## WHAT TO DO
Write out the material below word for word, from its beginning through the line that contains "[[274,22],[182,25],[170,120],[246,117],[266,105],[280,32]]", including both ends. Omit the pictures.

## DATA SHOWN
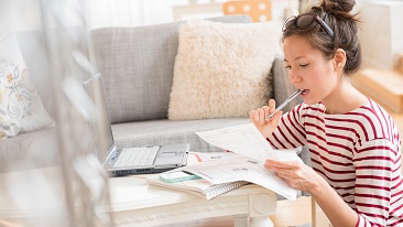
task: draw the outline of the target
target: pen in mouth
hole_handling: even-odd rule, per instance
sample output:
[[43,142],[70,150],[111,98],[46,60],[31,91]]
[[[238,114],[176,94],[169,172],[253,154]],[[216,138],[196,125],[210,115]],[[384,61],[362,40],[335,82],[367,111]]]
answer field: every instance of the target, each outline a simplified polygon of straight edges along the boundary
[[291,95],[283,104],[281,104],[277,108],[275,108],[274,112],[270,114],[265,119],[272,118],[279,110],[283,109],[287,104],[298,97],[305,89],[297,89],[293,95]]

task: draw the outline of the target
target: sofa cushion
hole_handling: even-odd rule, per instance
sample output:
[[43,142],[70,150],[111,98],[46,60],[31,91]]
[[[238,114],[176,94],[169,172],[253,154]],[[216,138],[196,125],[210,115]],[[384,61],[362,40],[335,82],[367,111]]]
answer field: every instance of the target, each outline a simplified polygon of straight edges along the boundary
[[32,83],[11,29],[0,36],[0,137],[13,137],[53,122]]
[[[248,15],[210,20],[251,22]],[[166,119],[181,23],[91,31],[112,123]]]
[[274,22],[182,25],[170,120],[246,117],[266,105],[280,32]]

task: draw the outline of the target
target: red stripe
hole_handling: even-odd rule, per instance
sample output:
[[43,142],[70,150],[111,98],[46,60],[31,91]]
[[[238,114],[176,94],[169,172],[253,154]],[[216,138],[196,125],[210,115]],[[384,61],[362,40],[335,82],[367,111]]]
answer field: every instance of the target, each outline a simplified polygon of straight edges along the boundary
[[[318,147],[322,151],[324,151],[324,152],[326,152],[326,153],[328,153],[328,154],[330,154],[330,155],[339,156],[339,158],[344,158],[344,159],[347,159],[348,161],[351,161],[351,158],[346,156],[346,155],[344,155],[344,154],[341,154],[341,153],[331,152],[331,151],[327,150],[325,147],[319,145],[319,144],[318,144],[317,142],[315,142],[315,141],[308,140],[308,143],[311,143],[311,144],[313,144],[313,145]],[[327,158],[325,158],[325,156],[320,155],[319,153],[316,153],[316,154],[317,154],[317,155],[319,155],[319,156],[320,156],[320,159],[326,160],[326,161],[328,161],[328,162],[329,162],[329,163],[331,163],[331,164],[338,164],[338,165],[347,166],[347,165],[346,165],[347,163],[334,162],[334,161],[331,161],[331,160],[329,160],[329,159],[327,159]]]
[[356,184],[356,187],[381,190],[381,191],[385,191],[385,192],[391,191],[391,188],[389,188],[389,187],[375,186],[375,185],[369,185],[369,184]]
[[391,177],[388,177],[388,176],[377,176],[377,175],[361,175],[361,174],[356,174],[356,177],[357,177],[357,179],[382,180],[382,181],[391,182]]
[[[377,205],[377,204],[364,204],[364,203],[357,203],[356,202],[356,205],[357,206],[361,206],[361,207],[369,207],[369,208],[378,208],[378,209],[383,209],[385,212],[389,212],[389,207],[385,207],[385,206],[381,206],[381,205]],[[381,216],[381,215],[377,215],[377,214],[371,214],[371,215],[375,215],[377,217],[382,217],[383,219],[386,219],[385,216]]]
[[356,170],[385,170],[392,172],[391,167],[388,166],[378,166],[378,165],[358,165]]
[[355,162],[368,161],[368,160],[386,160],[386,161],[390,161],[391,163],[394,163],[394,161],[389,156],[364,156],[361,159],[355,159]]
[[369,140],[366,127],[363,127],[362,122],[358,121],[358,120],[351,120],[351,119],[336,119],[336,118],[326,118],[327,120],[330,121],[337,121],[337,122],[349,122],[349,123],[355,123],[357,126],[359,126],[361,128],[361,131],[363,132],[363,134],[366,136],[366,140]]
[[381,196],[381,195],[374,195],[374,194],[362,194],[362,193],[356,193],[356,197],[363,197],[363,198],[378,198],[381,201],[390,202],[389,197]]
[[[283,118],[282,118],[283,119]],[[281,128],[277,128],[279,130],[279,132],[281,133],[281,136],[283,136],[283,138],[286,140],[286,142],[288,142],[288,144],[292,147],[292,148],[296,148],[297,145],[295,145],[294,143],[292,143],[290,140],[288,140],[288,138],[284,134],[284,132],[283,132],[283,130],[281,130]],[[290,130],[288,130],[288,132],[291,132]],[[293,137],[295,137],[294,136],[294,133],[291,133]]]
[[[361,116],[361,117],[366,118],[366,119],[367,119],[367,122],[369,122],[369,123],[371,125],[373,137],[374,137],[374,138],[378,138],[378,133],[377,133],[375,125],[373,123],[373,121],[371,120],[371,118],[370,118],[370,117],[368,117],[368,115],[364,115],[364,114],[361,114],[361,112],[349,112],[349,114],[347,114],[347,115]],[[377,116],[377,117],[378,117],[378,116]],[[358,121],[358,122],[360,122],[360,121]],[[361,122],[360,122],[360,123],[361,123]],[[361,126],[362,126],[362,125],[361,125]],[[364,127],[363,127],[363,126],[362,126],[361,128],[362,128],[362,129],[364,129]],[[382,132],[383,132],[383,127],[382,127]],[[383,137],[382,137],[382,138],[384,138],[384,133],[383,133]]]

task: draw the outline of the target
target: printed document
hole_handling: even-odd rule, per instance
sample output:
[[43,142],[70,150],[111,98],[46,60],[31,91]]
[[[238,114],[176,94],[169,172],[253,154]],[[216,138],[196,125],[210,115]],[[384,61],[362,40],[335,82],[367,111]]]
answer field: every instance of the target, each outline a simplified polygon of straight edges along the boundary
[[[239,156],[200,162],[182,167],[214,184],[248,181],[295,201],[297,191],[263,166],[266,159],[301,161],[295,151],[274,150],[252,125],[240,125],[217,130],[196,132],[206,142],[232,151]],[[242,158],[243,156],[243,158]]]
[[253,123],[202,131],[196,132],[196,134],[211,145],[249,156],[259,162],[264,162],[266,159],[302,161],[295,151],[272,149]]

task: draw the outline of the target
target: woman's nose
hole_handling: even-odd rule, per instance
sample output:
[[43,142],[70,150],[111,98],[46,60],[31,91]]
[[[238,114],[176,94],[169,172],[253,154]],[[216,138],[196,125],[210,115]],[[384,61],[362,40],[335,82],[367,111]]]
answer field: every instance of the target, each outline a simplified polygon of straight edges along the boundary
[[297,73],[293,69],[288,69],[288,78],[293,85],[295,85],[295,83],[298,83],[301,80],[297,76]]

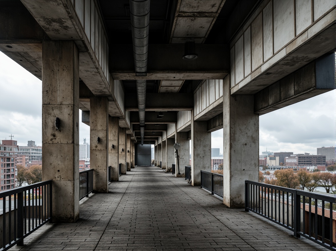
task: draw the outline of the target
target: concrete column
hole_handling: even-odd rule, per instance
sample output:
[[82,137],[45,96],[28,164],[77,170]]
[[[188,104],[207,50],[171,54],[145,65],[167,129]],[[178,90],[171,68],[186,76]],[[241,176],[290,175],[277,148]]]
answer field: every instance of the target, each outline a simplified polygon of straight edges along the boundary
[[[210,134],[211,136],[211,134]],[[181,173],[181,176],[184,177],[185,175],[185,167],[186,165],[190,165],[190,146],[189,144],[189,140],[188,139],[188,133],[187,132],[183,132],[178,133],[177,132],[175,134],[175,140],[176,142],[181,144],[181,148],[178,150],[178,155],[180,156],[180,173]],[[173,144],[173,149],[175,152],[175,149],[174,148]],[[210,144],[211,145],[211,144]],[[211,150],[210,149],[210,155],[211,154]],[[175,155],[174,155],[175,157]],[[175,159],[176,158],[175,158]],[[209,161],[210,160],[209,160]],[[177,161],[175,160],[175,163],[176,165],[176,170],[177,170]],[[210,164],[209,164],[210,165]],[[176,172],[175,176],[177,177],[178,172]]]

## RIGHT ANSWER
task: draw the outline of the target
target: pen in mouth
hole_handling: even-odd rule, per instance
sample output:
[[43,142],[70,150],[111,98],[46,60],[31,91]]
[[[238,114],[176,94],[169,172],[253,154]],[[216,138],[196,125],[210,115]],[[384,61],[362,40],[335,82],[367,111]]]
answer field: every instance of the target, each outline a simplified polygon of straight edges along the boundary
[[291,95],[283,104],[281,104],[277,108],[275,108],[274,112],[270,114],[265,119],[272,118],[279,110],[283,109],[287,104],[298,97],[305,89],[297,89],[293,95]]

task: draw the outline of the target
target: sofa cushion
hole_handling: even-odd rule, per instance
sample output:
[[43,142],[70,150],[111,98],[46,60],[31,91]]
[[[238,114],[176,94],[169,172],[253,154]],[[216,138],[196,125],[210,115]],[[384,61],[362,40],[335,82],[367,111]]]
answer field: every instance of the target, each outline a simplified polygon of straight edges along the boundary
[[32,83],[11,29],[0,36],[0,137],[13,137],[53,122]]
[[[248,15],[210,20],[251,22]],[[166,119],[181,23],[91,31],[112,123]]]
[[274,22],[182,25],[170,120],[246,117],[266,105],[280,32]]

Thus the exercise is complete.